──────── Text ────────

# headphones under 2.5k



## evilwit (Oct 8, 2011)

hey guys i want to buy headphones under 2.5k.it will be used to listen all types of music and sometimes movies.it should have tight bass and good clarity.thanks in advance


----------



## lindastone6020 (Oct 9, 2011)

have a look at ebay. there are so many headphones there. maybe you can save your money


----------



## Anish (Oct 9, 2011)

Skullcandy Lowrider shoe  ~ 2.2k


----------



## Tarun (Oct 9, 2011)

go for Titan   BLACK the best around that budget but they are in-ear u will get those for ~2k in local stores (atleast the rates are 100 to 200 buck less in lamington rd )

i personally own a pair of Lowriders and i say the sound is good (not for that price tag ) but the built is i think a bit delicate  specially the band with connects both the speakers and u cant have them on ur hears for more then 1o mins its terribly uncomfortable in long stretch uses


----------



## teejay_geekEd (Oct 9, 2011)

Skullcandy? Are you freaking kidding me? They sound **** as compared to its competitors!

If you want iem (in ear ones) then go for Brainwavz M2 at 2.5k from pristinenote/lynx
No competition to that.
In case of headphones, 

Get one of these
Audio-Technica Headphones- T200, T500 , M20,M35 , AD300, AD500, AD700, A900

Plus, if you want to know more about quality iems , visit this - Multi-IEM Review - 199 IEMs compared (Fischer Audio Tandem & HiSoundAudio Crystal added 10/05/11)

This site should be bookmarked and it also has lots of reviews for headphones as well, there's even a similar thread for headphones.


----------



## doomgiver (Oct 9, 2011)

────────

§ **Exercises**
(a) In the headphones thread, what in-ear model does teejay_geekEd recommend at 2.5k?
(b) Continue the headphones thread from the point where it ends.

──────── Listed entries ────────

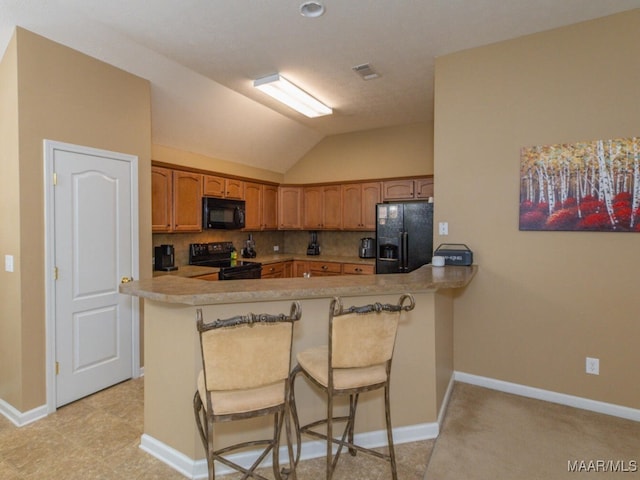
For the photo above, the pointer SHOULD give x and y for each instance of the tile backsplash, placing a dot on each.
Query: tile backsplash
(331, 243)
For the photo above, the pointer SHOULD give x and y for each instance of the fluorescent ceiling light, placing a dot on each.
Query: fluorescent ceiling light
(286, 92)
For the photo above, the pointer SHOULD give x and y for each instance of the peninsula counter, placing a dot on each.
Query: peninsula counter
(421, 372)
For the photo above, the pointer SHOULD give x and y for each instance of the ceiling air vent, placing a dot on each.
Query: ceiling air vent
(365, 71)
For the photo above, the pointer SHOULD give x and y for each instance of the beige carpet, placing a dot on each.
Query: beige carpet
(493, 435)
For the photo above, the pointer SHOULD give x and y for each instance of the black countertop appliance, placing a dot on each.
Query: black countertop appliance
(314, 247)
(404, 236)
(164, 258)
(367, 248)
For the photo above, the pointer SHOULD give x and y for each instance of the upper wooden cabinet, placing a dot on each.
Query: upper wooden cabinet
(214, 186)
(359, 205)
(161, 199)
(322, 207)
(187, 202)
(176, 200)
(261, 206)
(424, 188)
(418, 189)
(290, 208)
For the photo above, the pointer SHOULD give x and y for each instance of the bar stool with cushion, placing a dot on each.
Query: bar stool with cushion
(246, 362)
(357, 359)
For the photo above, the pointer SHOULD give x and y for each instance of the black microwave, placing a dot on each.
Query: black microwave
(222, 213)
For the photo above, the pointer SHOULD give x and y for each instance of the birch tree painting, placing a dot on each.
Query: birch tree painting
(591, 186)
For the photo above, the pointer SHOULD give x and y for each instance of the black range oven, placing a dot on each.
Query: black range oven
(218, 254)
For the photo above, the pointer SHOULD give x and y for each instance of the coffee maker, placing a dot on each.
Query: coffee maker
(164, 258)
(249, 250)
(314, 247)
(367, 248)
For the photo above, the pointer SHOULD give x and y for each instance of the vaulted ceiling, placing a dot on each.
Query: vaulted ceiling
(201, 57)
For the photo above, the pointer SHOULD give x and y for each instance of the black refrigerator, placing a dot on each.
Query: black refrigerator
(404, 236)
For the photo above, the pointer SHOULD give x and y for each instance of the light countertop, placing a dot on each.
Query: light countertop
(196, 271)
(190, 291)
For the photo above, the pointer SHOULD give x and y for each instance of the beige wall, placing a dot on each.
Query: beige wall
(65, 96)
(11, 350)
(542, 301)
(406, 150)
(161, 153)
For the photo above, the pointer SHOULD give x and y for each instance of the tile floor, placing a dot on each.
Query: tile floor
(97, 438)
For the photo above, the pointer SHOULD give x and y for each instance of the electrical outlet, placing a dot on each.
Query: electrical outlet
(593, 366)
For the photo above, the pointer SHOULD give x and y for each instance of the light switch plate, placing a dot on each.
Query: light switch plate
(8, 263)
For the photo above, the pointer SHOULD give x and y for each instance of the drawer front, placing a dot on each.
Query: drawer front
(210, 277)
(357, 269)
(273, 270)
(328, 268)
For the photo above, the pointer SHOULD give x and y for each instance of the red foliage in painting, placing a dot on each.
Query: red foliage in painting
(526, 206)
(543, 207)
(591, 206)
(565, 219)
(622, 213)
(623, 197)
(595, 221)
(532, 220)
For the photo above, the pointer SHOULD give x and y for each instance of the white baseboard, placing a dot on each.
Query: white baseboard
(20, 419)
(197, 469)
(549, 396)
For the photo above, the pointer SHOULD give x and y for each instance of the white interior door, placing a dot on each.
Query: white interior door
(93, 251)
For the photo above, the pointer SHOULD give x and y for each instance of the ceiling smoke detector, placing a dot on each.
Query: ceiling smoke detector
(366, 71)
(311, 9)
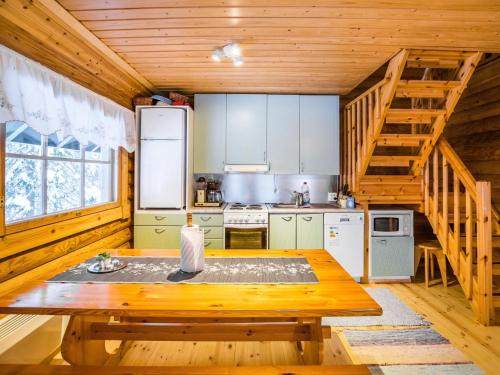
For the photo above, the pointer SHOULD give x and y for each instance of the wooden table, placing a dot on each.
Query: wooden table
(194, 312)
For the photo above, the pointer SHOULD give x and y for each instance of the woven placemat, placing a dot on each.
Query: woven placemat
(218, 270)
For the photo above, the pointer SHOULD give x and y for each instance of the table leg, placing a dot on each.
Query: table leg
(313, 348)
(78, 349)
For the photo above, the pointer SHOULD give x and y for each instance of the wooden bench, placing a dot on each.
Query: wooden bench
(177, 370)
(431, 250)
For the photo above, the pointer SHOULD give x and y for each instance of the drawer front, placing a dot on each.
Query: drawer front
(157, 237)
(163, 219)
(282, 231)
(214, 243)
(310, 231)
(213, 232)
(208, 220)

────────

§ **Answers to the problems**
(a) Brainwavz M2

(b)
lindastone6020 said:


> have a look at ebay. there are so many headphones there. maybe you can save your money





Anish said:


> Skullcandy Lowrider shoe  ~ 2.2k





Tarun said:


> go for Titan   BLACK the best around that budget but they are in-ear u will get those for ~2k in local stores (atleast the rates are 100 to 200 buck less in lamington rd )
> 
> i personally own a pair of Lowriders and i say the sound is good (not for that price tag ) but the built is i think a bit delicate  specially the band with connects both the speakers and u cant have them on ur hears for more then 1o mins its terribly uncomfortable in long stretch uses



^^ who let these nooblets out???
skullcandy, pfft, i'd rather stick burning pieces of wood in my ear.



teejay_geekEd said:


> Skullcandy? Are you freaking kidding me? They sound **** as compared to its competitors!
> 
> If you want iem (in ear ones) then go for Brainwavz M2 at 2.5k from pristinenote/lynx
> No competition to that.
> In case of headphones,



+1 for the M2, cant say anything else about the others.


----------



## freshseasons (Oct 23, 2011)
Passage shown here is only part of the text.